::: Extracto del documento :::
"¿Pero cómo establecería usted ese sistema de maestros
ambulantes de que en libro alguno de educación hemos visto menciones,
y usted aconseja en uno de los números de La América, del año
pasado que tengo a la vista?" —Esto se sirve preguntarnos un entusiasta
caballero de Santo Domingo.
Le diremos en breve que la cosa importa, y no la forma en que se haga.
Hay
un cúmulo de verdades esenciales que caben en el ala de un colibrí,
y son, sin embargo, la clave de la paz pública, la elevación
espiritual y la grandeza patria.
Es necesario mantener a los hombres en el conocimiento de la tierra y en el de la perdurabilidad y trascendencia de la vida.
Los
hombres han de vivir en el goce pacífico, natural e inevitable de
la Libertad, como viven en el goce del aire y de la luz.
Está
condenado a morir un pueblo en que no se desenvuelven por igual la
afición a la riqueza y el conocimiento de la dulcedumbre, necesidad y
placeres de la vida.
Los hombres necesitan conocer la
composición, fecundación, transformaciones y aplicaciones de los
elementos materiales de cuyo laboreo les viene la saludable
arrogancia del que trabaja directamente en la naturaleza, el vigor
del cuerpo que resulta del contacto con las fuerzas de la tierra, y
la fortuna honesta y segura que produce su cultivo.
Los hombres
necesitan quien les mueva a menudo la compasión en el pecho, y las
lágrimas en los ojos, y les haga el supremo bien de sentirse
generosos: que por maravillosa compensación de la naturaleza, aquel
que se da, crece; y el que se repliega en sí, y vive de pequeños
goces, y teme partirlos con los demás, y sólo piensa avariciosamente
en beneficiar sus apetitos, se va trocando de hombre en soledad, y
lleva en el pecho todas las canas del invierno, y llega a ser por
dentro, y a parecer por fuera, —insecto.
Los hombres crecen,
crecen físicamente, de una manera visible crecen, cuando aprenden
algo, cuando entran a poseer algo, y cuando han hecho algún bien.
Sólo los necios hablan de desdichas, o los egoístas. La felicidad
existe sobre la tierra; y se la conquista con el ejercicio prudente de
la razón, el conocimiento de la armonía del universo, y la práctica
constante de la generosidad. El que la busque en otra parte, no la
hallará: que después de haber gustado todas las copas de la vida,
sólo en ésas se encuentra sabor. —Es leyenda de tierras de
Hispanoamérica que en el fondo de las tazas antiguas estaba pintado
un Cristo, por lo que cuando apuran una, dicen: "¡Hasta verte,
Cristo mío!" ¡Pues en el fondo de aquellas copas se abre un ciclo
sereno, fragante, interminable, rebosante de ternura!
Ser bueno es el único modo de ser dichoso.
Ser culto es el único modo de ser libre.
Pero, en lo común de la naturaleza humana, se necesita ser próspero para ser bueno.
:::
*Tarea escrita 1*: Enumere los medios con los que, según el texto sobre los maestros ambulantes, se conquista la felicidad sobre la tierra.
*Tarea escrita 2*: Escriba, en el mismo tono y estilo, la continuación del texto sobre los maestros ambulantes a partir de su última oración.
::: Listado proporcionado :::
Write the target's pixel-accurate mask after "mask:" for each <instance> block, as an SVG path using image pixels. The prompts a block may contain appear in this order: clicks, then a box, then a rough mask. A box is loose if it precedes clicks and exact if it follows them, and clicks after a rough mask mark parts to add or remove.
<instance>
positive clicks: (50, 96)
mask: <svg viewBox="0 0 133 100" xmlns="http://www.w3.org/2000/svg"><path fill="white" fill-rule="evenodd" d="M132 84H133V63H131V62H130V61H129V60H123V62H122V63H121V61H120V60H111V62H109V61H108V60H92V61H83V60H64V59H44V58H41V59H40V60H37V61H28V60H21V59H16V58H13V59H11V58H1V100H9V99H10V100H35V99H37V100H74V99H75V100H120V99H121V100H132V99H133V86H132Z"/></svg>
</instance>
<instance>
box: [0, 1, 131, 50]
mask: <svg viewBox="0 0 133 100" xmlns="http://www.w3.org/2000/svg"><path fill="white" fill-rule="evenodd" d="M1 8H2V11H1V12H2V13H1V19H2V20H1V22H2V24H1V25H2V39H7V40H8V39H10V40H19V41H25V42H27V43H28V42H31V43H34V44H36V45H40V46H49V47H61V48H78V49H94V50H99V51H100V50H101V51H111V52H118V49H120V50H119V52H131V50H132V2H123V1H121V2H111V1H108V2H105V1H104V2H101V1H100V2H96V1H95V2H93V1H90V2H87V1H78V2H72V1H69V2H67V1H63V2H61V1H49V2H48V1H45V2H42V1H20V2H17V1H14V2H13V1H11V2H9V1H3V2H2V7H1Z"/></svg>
:::
*Respuesta escrita 1*:
- El ejercicio prudente de la razón
- El conocimiento de la armonía del universo
- La práctica constante de la generosidad

*Respuesta escrita 2*:
Y
el único camino abierto a la prosperidad constante y fácil es el de
conocer, cultivar y aprovechar los elementos inagotables e infatigables
de la naturaleza. La naturaleza no tiene celos, como los hombres.
No tiene odios, ni miedo como los hombres. No cierra el paso a
nadie, porque no teme de nadie. Los hombres siempre necesitarán de
los productos de la naturaleza. Y como en cada región sólo se dan
determinados productos, siempre se mantendrá su cambio activo, que
asegura a todos los pueblos la comodidad y la riqueza.
No
hay, pues, que emprender ahora cruzada para reconquistar el Santo
Sepulcro. Jesús no murió en Palestina, sino que está vivo en cada
hombre. La mayor parte de los hombres ha pasado dormida sobre la
tierra. Comieron y bebieron; pero no supieron de sí. La cruzada se
ha de emprender ahora para revelar a los hombres su propia
naturaleza, y para darles, con el conocimiento de la ciencia llana y
práctica, la independencia personal que fortalece la bondad y
fomenta el decoro y el orgullo de ser criatura amable y cosa viviente
en el magno universo.
He ahí, pues, lo que han de llevar los
maestros por los campos. No sólo explicaciones agrícolas e
instrumentos mecánicos; sino la ternura, que hace tanta falta y
tanto bien a los hombres.
El campesino no puede dejar su trabajo
para ir a sendas millas a ver figuras geométricas incomprensibles, y
aprender los cabos y los ríos de las penínsulas del Africa, y
proveerse de vacíos términos didácticos. Los hijos de los campesinos
no pueden apartarse leguas enteras días tras días de la estancia
paterna para ir a aprender declinaciones latinas y divisiones
abreviadas. Y los campesinos, sin embargo, son la mejor masa
nacional, y la más sana y jugosa, porque recibe de cerca y de lleno
los efluvios y la amable correspondencia de la tierra, en cuyo trato
viven. Las ciudades son la mente de las naciones; pero su corazón,
donde se agolpa, y de donde se reparte la sangre, está en los campos.
Los hombres son todavía máquinas de comer, y relicarios de
preocupaciones. Es necesario hacer de cada hombre una antorcha.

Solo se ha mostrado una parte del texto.